## Exercise prompt
Which individual levels or maps does the excerpt about TRLE levels single out as examples? List each one with a short description taken from the text.

Of course, the eternal debate if games even need a story also took place in TRLE. Some levels encapsulate a single idea so efficiently they make you forget about the absent plot. For example here we have a map built in TRNG but simulating vanilla, reusing the Ptolemaic model to exploit main attributes of every planet - e.g. Earth has water, Venus has storm. While puzzles made of manually moveable elements are already great by default, and The Last Revelation could consist pretty much entirely of them, then having one which is half cup old half cup new pushes the experience even further beyond.
And of course I wouldn't be myself if I didn't mention that map where you can swim between the teeth of a HUGE SCULPTED CROCODILE... Omnomnom.
But one of my favourites of the kind is this solid chunk of gameplay orientated around a pillar. Normally I would dislike climbing up then down then up, but this level gets away with a twist, and it's also one of very few which utilize eclectic patterns without making them feel like forced to coexist. It's like a compressed showcase of skills, and also a remarkable tribute to a builder's close person.
At the edge opposite to that friendly are levels made for challenge - skipping stories, skipping visuals, they make you wanna skip themselves - but if you don't, and if you beat them, the feeling of reward is... well... rewarding!
Balancing a challenge is skill, but balancing a challenge with visuals is mastery. Here is a rare example of a level which plays exactly as good as it looks. Every room is a surprise and an engagement. While that is enough, you also get some special effects included.

## Data segment
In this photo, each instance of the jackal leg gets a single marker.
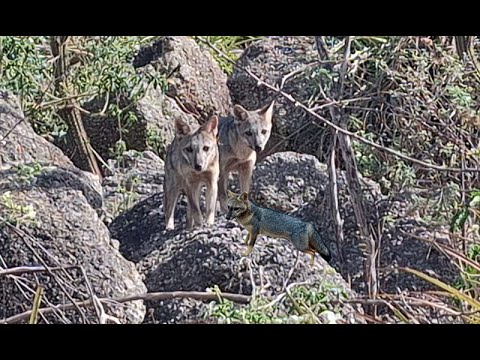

## Completed exercise
- A map built in TRNG but simulating vanilla, which reuses the Ptolemaic model to exploit the main attributes of every planet (Earth has water, Venus has storm)
- A map where you can swim between the teeth of a huge sculpted crocodile
- A solid chunk of gameplay oriented around a pillar, which is also a tribute to a builder's close person
- A level that plays exactly as good as it looks, where every room is a surprise and an engagement and some special effects are included